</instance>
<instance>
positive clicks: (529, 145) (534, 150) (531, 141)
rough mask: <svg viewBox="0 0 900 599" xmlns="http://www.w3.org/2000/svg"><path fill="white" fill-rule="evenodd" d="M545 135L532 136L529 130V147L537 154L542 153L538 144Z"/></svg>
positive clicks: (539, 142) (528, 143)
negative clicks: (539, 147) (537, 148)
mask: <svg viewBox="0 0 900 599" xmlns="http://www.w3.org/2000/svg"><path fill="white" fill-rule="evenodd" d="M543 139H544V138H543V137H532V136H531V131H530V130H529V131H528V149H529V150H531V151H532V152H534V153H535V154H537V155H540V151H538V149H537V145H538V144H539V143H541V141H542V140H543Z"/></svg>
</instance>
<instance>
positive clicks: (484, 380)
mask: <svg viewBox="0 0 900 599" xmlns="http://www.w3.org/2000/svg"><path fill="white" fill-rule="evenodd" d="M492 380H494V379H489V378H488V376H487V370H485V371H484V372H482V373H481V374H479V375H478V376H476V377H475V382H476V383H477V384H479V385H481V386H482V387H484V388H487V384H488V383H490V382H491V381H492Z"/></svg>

| TASK |
Could you give every line of the listing above as a JSON list of strings, one string per line, with blank lines left out?

| SOLUTION TO THIS TASK |
[
  "</instance>",
  "<instance>",
  "positive clicks: (529, 145) (534, 150) (531, 141)",
  "rough mask: <svg viewBox=\"0 0 900 599\" xmlns=\"http://www.w3.org/2000/svg\"><path fill=\"white\" fill-rule=\"evenodd\" d=\"M545 135L532 136L529 130V147L537 154L542 153L538 144Z\"/></svg>",
  "positive clicks: (539, 142) (528, 143)",
  "negative clicks: (539, 147) (537, 148)",
  "mask: <svg viewBox=\"0 0 900 599\" xmlns=\"http://www.w3.org/2000/svg\"><path fill=\"white\" fill-rule=\"evenodd\" d=\"M543 139H544V138H543V137H532V136H531V131H530V130H529V131H528V149H529V150H531V151H532V152H534V153H535V154H537V155H540V151H538V149H537V145H538V144H539V143H541V141H542V140H543Z\"/></svg>",
  "</instance>",
  "<instance>",
  "positive clicks: (484, 380)",
  "mask: <svg viewBox=\"0 0 900 599\" xmlns=\"http://www.w3.org/2000/svg\"><path fill=\"white\" fill-rule=\"evenodd\" d=\"M492 380H494V379H489V378H488V376H487V370H485V371H484V372H482V373H481V374H479V375H478V376H476V377H475V382H476V383H477V384H479V385H481V386H482V387H484V388H487V384H488V383H490V382H491V381H492Z\"/></svg>"
]